- [What the exercise asks]
The result should be the line with "Practice step: point out every instance of the stone" followed by every remaining line of the entries, each reproduced exactly, with nothing else.

[Image-grounded pointing data]
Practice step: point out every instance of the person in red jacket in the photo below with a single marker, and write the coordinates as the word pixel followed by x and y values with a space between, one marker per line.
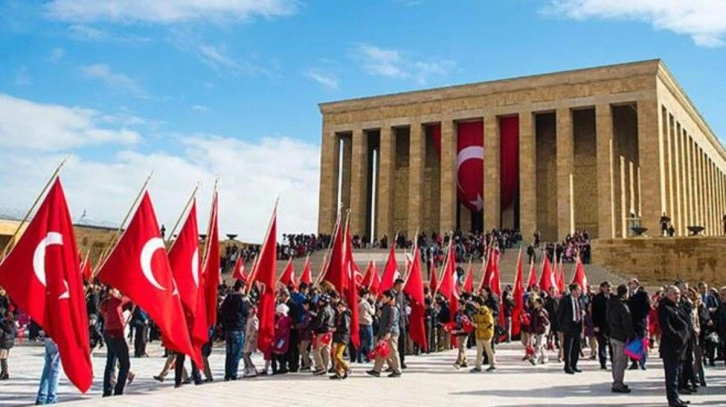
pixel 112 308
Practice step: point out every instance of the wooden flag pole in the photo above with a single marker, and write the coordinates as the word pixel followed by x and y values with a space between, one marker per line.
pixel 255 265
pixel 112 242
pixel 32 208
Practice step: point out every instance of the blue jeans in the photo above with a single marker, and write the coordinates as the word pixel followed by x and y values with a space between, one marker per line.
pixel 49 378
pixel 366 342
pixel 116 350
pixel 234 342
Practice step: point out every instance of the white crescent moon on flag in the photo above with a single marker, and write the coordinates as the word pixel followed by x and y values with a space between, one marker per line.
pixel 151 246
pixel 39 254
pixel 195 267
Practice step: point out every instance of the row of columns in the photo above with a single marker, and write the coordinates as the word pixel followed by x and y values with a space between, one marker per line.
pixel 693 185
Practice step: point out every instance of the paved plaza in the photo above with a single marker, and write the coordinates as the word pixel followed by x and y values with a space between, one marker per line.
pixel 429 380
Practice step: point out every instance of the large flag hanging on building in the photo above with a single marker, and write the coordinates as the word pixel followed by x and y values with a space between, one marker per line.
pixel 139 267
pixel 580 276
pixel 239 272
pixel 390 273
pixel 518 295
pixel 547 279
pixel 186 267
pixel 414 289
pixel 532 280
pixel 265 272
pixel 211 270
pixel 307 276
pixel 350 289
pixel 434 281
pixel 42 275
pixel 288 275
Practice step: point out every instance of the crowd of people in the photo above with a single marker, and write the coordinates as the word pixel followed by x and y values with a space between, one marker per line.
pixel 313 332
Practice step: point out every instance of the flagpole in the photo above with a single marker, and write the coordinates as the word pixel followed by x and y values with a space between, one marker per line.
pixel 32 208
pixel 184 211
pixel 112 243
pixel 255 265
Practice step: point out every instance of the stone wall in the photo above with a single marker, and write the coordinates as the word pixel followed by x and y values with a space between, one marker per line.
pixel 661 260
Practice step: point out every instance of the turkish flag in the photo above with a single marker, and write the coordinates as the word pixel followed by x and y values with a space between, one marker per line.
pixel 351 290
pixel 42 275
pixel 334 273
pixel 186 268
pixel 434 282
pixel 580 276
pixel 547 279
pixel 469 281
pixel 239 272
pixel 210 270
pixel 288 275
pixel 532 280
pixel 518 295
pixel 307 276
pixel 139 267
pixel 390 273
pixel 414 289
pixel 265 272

- [Result for this exercise]
Practice step: point out every instance of the stone wall in the photo above with a single marker, and write the coordinates as the word pixel followed by x and y values with a space between, one marker per line.
pixel 661 260
Practice step: point out every instance of the turkish flag in the photo above with a single marker, and write the coordinates as the word pixel followed by x and y values with a space between, one marker per line.
pixel 351 290
pixel 42 275
pixel 334 273
pixel 186 268
pixel 434 282
pixel 580 276
pixel 547 279
pixel 469 281
pixel 239 272
pixel 210 270
pixel 288 275
pixel 532 280
pixel 518 295
pixel 307 276
pixel 139 267
pixel 390 273
pixel 414 289
pixel 265 272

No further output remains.